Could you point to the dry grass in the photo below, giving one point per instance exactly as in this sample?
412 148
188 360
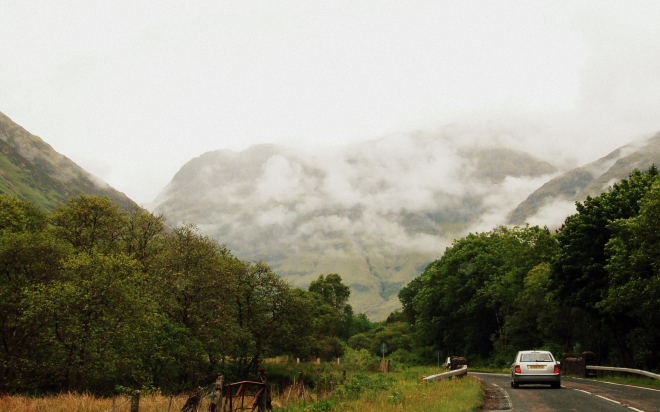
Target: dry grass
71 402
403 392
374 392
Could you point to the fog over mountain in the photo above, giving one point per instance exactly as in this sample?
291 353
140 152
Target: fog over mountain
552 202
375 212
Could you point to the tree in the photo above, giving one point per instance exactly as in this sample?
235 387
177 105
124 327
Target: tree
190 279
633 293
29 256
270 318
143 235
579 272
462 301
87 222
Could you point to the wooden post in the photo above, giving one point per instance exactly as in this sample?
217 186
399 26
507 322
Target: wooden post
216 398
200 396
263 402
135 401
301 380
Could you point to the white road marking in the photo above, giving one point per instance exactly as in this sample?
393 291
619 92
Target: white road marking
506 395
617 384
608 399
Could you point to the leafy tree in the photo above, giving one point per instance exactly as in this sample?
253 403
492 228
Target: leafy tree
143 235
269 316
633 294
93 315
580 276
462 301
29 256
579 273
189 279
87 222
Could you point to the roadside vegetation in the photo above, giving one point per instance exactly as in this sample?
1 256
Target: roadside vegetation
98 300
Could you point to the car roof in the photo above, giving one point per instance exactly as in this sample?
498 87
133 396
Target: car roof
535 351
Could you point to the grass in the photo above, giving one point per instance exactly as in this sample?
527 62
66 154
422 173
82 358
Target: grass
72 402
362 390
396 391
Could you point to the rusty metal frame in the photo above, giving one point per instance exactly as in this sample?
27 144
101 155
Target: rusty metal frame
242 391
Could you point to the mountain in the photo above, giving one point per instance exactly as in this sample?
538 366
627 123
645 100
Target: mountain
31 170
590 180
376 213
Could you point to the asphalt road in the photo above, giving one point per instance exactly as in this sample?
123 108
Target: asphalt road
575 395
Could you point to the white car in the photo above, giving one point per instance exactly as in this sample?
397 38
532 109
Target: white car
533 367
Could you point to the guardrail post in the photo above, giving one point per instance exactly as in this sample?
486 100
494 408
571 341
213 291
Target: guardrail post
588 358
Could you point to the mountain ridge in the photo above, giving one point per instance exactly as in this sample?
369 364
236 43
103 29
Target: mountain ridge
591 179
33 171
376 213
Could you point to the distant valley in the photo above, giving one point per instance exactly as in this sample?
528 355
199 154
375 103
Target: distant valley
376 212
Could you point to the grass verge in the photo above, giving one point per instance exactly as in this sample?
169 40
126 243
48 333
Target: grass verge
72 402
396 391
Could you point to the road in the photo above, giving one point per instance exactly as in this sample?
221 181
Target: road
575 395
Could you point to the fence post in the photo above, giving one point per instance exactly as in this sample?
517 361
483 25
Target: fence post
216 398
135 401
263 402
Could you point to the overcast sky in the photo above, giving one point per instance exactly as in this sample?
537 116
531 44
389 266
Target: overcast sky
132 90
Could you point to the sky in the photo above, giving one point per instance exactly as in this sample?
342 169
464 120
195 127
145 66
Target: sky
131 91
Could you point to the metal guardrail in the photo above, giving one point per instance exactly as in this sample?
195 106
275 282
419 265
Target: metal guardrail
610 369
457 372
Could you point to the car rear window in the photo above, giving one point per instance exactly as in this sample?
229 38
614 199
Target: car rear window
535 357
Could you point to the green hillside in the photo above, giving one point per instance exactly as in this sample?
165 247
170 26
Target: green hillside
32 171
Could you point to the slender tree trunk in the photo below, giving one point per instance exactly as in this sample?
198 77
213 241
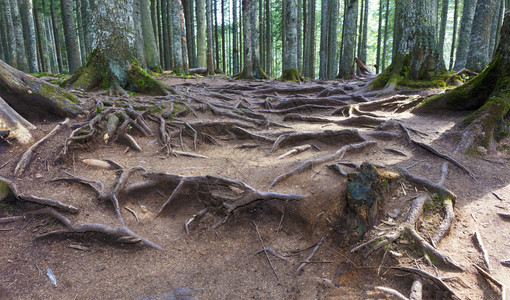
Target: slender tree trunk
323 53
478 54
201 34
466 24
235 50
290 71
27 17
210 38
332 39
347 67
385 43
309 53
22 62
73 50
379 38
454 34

_ _ _ _

#### What is expected:
The material must be restated verbatim. Its pictures must be omitted.

#### Reply to the task:
Could you point to the dry grass in the photo below, giving one point per instance exactly as in this sample?
412 148
188 360
Target: dry grass
71 402
403 392
374 392
Could you point to the fog over mountain in the photo above, giving one point per instance exactly as in this sample?
291 353
140 152
Target: fog over mountain
552 202
375 212
Could you point to the tree in the photo above, giving one point per instance exactly as in this sample?
235 387
177 105
124 327
Target: tree
190 279
633 293
29 256
270 318
143 235
579 272
462 301
87 222
Could you point to the wooden post in the photo above, giving one point per instance exactly as in this sample?
217 186
399 26
507 322
Target: wooden post
216 398
200 396
263 402
135 401
301 380
Could you point to the white road marking in the photo above, giving one point per instance exactly as in this sample?
393 291
619 92
Target: white road marking
506 395
617 384
608 399
Could you point to the leafy tree in the photo above, giving one point per instance exactly as in this sample?
253 403
492 228
Target: leafy tree
143 235
269 316
633 294
93 315
580 276
462 301
29 256
579 273
189 279
87 222
Could you point to the roadside vegetation in the photo above, giving one point per instance exactly as in this sample?
1 256
Target: roadside vegetation
98 300
Could you point to the car roof in the photo above, giving one point per instance exactly as in this sample?
498 87
133 396
Target: car roof
535 351
Could you point to the grass in the photo above, giving one point per instance exactly as in this sample?
527 62
66 154
422 173
82 358
Target: grass
72 402
362 390
396 391
Could you point to the rusty metal frame in the photo above, giving one point per instance exactly as in this sample?
27 144
101 155
Target: rusty metal frame
242 391
Could you point to the mountain in the photo above, giving one point per instance exactly as in this sample?
538 366
627 123
645 100
Target: mountain
31 170
590 180
376 213
Could you point to the asphalt road in the photo above, giving one point per instance exactly as in this sample?
123 108
Target: asphalt road
575 395
Could you point to the white car in the photo above, giving one point per instance exactly as in this sample?
397 38
532 109
Target: white car
533 367
Could you point to the guardrail post in the photo above, giving one point per instance exactly as in this sample?
486 100
494 408
571 341
213 291
Target: guardrail post
588 358
Could you point to the mountain ridge in the photo above, giving one point per instance exactly as in this sample?
369 364
236 43
103 29
Target: mountain ridge
591 179
33 171
376 213
Could you point to the distant valley in the photo above, giving one point per instance exactly as in this sample?
528 355
199 154
375 103
Target: distant valley
376 212
Could you point to the grass verge in the photo above, giving one point per instance exactly as in this sample?
169 40
126 243
48 333
Target: grass verge
72 402
396 391
Could you point to the road in the photo above, giving one point per instance exactly as in this sample?
221 181
Target: road
575 395
Could you point to the fence post in the photo above, giving one point per instance exactly as in this sample?
517 361
483 25
Target: fence post
216 398
135 401
263 402
Could you point to the overcast sky in the photo above, giving one point per instance exactly as in this sample?
537 116
531 44
389 266
Target: overcast sky
132 90
Could you point to the sky in the photo above, giving one point per instance exactly as in this sample?
342 169
464 120
195 127
145 66
Target: sky
131 91
Could you point to the metal guardrail in the photo above, giving one point per instance exactly as in this sample?
195 106
275 282
419 265
Target: metal guardrail
610 369
457 372
Could you point to the car rear window in the photo above, giving one point per instance exactly as in this sample?
229 38
614 199
Target: car rear window
535 357
Could you point to the green hillside in the photo above, giving one point per instance exactly as in this sample?
165 247
170 26
Target: green hillside
32 171
Could you point to the slender tree trunk in the photo below, giving one point per instance exactly as in this sample?
198 77
213 241
Target: slender tree trunk
323 53
478 54
201 34
466 24
235 50
290 71
27 17
210 38
332 39
347 67
385 43
309 53
22 62
73 50
379 38
454 34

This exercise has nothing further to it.